Action item
Print every entry below again. Nothing may differ from the original.
──────── Entries provided ────────
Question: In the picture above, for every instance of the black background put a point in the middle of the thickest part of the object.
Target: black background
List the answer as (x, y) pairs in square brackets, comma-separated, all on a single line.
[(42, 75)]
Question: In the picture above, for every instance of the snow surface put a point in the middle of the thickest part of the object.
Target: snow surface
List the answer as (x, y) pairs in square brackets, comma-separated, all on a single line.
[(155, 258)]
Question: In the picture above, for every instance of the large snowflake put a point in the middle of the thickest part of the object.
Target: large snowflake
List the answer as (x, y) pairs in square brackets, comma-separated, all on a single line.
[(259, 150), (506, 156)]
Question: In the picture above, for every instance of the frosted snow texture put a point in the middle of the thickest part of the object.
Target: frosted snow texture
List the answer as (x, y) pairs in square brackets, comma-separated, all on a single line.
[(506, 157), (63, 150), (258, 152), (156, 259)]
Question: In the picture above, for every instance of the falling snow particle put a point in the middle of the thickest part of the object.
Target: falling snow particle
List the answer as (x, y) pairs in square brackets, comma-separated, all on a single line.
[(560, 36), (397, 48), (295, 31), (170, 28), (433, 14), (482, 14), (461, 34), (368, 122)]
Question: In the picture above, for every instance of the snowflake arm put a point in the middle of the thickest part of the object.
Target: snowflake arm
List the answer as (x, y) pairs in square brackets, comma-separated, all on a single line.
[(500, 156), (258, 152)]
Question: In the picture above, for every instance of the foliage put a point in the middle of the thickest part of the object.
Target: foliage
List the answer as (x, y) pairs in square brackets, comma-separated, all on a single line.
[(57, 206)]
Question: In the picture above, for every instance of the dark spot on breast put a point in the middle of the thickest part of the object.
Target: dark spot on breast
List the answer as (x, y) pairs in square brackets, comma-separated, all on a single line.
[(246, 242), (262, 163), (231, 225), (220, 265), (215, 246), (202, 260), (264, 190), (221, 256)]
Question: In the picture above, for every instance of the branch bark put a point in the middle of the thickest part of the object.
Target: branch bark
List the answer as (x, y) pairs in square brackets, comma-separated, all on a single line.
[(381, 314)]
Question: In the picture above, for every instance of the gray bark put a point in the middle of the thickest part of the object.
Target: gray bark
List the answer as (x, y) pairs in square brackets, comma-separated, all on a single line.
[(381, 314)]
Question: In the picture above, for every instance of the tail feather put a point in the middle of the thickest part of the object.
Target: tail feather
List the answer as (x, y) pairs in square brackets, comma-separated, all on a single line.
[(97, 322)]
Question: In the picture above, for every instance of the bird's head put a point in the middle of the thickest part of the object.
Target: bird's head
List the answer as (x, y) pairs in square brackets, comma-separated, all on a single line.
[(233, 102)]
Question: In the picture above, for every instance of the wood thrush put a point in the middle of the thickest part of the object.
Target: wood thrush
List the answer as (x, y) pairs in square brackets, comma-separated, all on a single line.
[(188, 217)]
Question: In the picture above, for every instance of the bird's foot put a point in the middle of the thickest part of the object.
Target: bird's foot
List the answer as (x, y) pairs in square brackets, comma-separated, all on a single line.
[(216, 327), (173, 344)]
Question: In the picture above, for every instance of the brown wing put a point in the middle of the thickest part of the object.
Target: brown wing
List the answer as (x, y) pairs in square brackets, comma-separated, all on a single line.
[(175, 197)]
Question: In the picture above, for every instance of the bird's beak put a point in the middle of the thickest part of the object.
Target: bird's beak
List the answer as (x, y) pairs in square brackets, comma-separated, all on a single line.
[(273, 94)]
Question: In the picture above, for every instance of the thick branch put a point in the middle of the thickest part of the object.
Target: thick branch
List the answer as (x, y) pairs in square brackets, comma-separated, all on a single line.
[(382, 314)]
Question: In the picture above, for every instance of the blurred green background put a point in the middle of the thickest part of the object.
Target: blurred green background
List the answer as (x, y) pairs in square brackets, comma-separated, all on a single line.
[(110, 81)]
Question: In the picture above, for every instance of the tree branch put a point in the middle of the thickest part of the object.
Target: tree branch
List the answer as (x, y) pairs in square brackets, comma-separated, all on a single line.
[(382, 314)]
────────
Answer area
Question: In the picture above, for every instance of the black background put a point in the middle of the thickest part of the object.
Target: black background
List the answer as (x, y) pairs in square brackets, comma-separated, all on a single line.
[(42, 75)]
Question: In the picture above, for every instance of the snow surface put a point in the middle of the thickest part of the object.
Target: snow surface
List the answer as (x, y) pairs in square brackets, comma-separated, all on a single line.
[(155, 258)]
Question: In the picture above, for every instance of the large snowflake put a point in the middle of the thickest part of the object.
Target: large snowflake
List the answer as (x, y) pairs in square brackets, comma-separated, all on a single line.
[(259, 150), (506, 156)]
Question: In the picture above, for every instance of the frosted snow texture put a point in the middle of the thickest part of the object.
Target: frosted snow texture
List the answer as (x, y) pairs in square brackets, comma-separated, all on a single line.
[(506, 157), (63, 150), (258, 152), (156, 259)]
Question: In the picture above, for every instance of the falling snow particle put a point in the middle of the thickest part of the object.
Target: falling snow particle
List the answer as (x, y) pairs in square brackets, comma-separated, all on a single line.
[(560, 36), (397, 48), (295, 31), (170, 28), (433, 14), (482, 14), (461, 34), (368, 122)]
Question: In the picture above, for every instance of the snowflake arm put a point in the middle of the thickest part of the object.
Target: snowflake arm
List the answer as (x, y) pairs in square brackets, comma-separated, all on a single line.
[(500, 156), (258, 152)]
Question: In the picture above, for every instance of the foliage put a point in the middle of the thickest part of the object.
Target: foliage
List the answer as (x, y) pairs in square brackets, comma-separated, all on a single line.
[(57, 206)]
Question: In the picture above, for every instance of the dark spot on breast put a point in the middle of the thickest part of the object.
Target: dark spot on breast
List the answer as (x, y) pairs in square brackets, comma-separated, all on a single line.
[(246, 242), (262, 163), (231, 225), (220, 265), (215, 246), (202, 260), (264, 190), (221, 256)]
Question: In the picture above, for every instance of the branch bark put a point in the middle of the thickest part of the object.
Target: branch bark
List the answer as (x, y) pairs in square brackets, comma-separated, all on a single line.
[(381, 314)]
Question: In the picture above, for every instance of the gray bark put a point in the middle of the thickest part of the object.
Target: gray bark
List the answer as (x, y) pairs in square brackets, comma-separated, all on a single line.
[(381, 314)]
Question: In the picture above, for every instance of the tail feather put a point in the middle of the thickest part of the object.
Target: tail feather
List the answer as (x, y) pairs in square brackets, comma-separated, all on a single line.
[(97, 322)]
Question: In the picture above, for every instance of the bird's head put a point in the middle of the thickest part of the object.
Target: bird's head
List the answer as (x, y) pairs in square brackets, comma-separated, all on a single line.
[(233, 102)]
Question: In the picture above, for every instance of the wood thrush put a point in the middle of the thickest part of the object.
Target: wood thrush
List the answer as (x, y) pairs in square brackets, comma-separated, all on a single line.
[(188, 217)]
Question: In the picture above, for every instance of the bird's foot put a point in the middle of the thickest part of the object.
Target: bird's foot
List the answer as (x, y) pairs in square brackets, comma-separated, all on a single line.
[(216, 327), (173, 344)]
Question: In the picture above, for every instance of the brown wing put a point in the middle of the thickest part of the object.
Target: brown wing
List the answer as (x, y) pairs in square brackets, comma-separated, all on a single line.
[(175, 197)]
Question: In the picture above, for every instance of the bird's beak put a point in the middle of the thickest part of the object.
Target: bird's beak
List the answer as (x, y) pairs in square brackets, comma-separated, all on a single line.
[(273, 94)]
Question: In the picture above, for every instance of the thick branch put a point in the middle of the thickest part of the object.
Target: thick branch
List the answer as (x, y) pairs in square brackets, comma-separated, all on a single line.
[(382, 314)]
Question: In the picture above, for every instance of the blurred green background put a point in the middle of the thickest part of the object.
Target: blurred green background
List the answer as (x, y) pairs in square brackets, comma-separated, all on a single line.
[(110, 81)]
Question: In the picture above, for every instance of the tree branch put a point in the middle of the thickest part of the object.
Target: tree branch
List the answer as (x, y) pairs in square brackets, comma-separated, all on a single line.
[(382, 314)]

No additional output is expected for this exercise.